▶ EXTRACTED RECORDS

_ _ _ _ _ _ _

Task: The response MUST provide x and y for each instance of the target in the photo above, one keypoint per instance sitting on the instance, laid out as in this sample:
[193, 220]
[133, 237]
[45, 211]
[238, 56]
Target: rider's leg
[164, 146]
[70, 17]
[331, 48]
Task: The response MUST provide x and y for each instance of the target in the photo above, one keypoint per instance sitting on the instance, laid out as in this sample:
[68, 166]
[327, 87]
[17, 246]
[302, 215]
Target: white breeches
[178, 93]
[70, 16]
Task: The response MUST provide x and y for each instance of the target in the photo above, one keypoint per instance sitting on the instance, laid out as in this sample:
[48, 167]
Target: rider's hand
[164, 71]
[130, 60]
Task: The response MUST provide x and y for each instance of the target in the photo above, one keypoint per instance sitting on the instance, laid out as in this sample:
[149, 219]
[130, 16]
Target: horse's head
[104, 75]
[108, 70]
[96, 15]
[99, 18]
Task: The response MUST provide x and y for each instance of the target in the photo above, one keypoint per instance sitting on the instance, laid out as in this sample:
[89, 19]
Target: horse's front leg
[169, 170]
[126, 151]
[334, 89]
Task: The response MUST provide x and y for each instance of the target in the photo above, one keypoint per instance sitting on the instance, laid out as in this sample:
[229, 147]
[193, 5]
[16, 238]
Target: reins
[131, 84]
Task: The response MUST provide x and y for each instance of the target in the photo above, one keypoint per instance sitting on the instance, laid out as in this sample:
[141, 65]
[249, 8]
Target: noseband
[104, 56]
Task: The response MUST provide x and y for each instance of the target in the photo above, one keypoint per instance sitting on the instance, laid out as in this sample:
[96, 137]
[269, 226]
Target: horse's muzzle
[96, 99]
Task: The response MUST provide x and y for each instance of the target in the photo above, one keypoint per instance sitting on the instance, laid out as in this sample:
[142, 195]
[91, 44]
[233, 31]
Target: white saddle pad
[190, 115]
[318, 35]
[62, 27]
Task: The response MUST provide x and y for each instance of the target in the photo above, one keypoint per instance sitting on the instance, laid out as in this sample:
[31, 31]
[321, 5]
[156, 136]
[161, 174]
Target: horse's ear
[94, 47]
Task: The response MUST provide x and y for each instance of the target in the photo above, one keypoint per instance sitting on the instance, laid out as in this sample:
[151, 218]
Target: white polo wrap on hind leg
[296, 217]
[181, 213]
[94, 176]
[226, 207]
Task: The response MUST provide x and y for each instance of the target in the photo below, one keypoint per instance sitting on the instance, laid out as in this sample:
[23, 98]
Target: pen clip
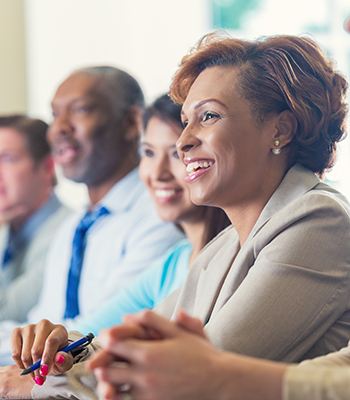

_ _ _ _ _ _ _

▶ DIRECTIONS
Locate every line of the material above that contains the string "horse", and copy each of those lines out in full.

▶ ANSWER
Target: horse's head
Target: horse's front leg
Target: horse's muzzle
Target: horse's ear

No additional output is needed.